** START **

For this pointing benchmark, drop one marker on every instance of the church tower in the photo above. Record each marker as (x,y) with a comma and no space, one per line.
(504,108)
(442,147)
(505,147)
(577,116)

** END **

**WHAT IS NEEDED**
Rewrite the records above, replacing "church tower" with "bell tower" and leaving everything else the same.

**RESPONSE FOR THIS EXERCISE**
For this pointing benchmark, drop one marker on every instance of the bell tower in the photo above. Record each marker as (x,y) with a comma and no space, one per line.
(504,108)
(442,147)
(505,147)
(577,116)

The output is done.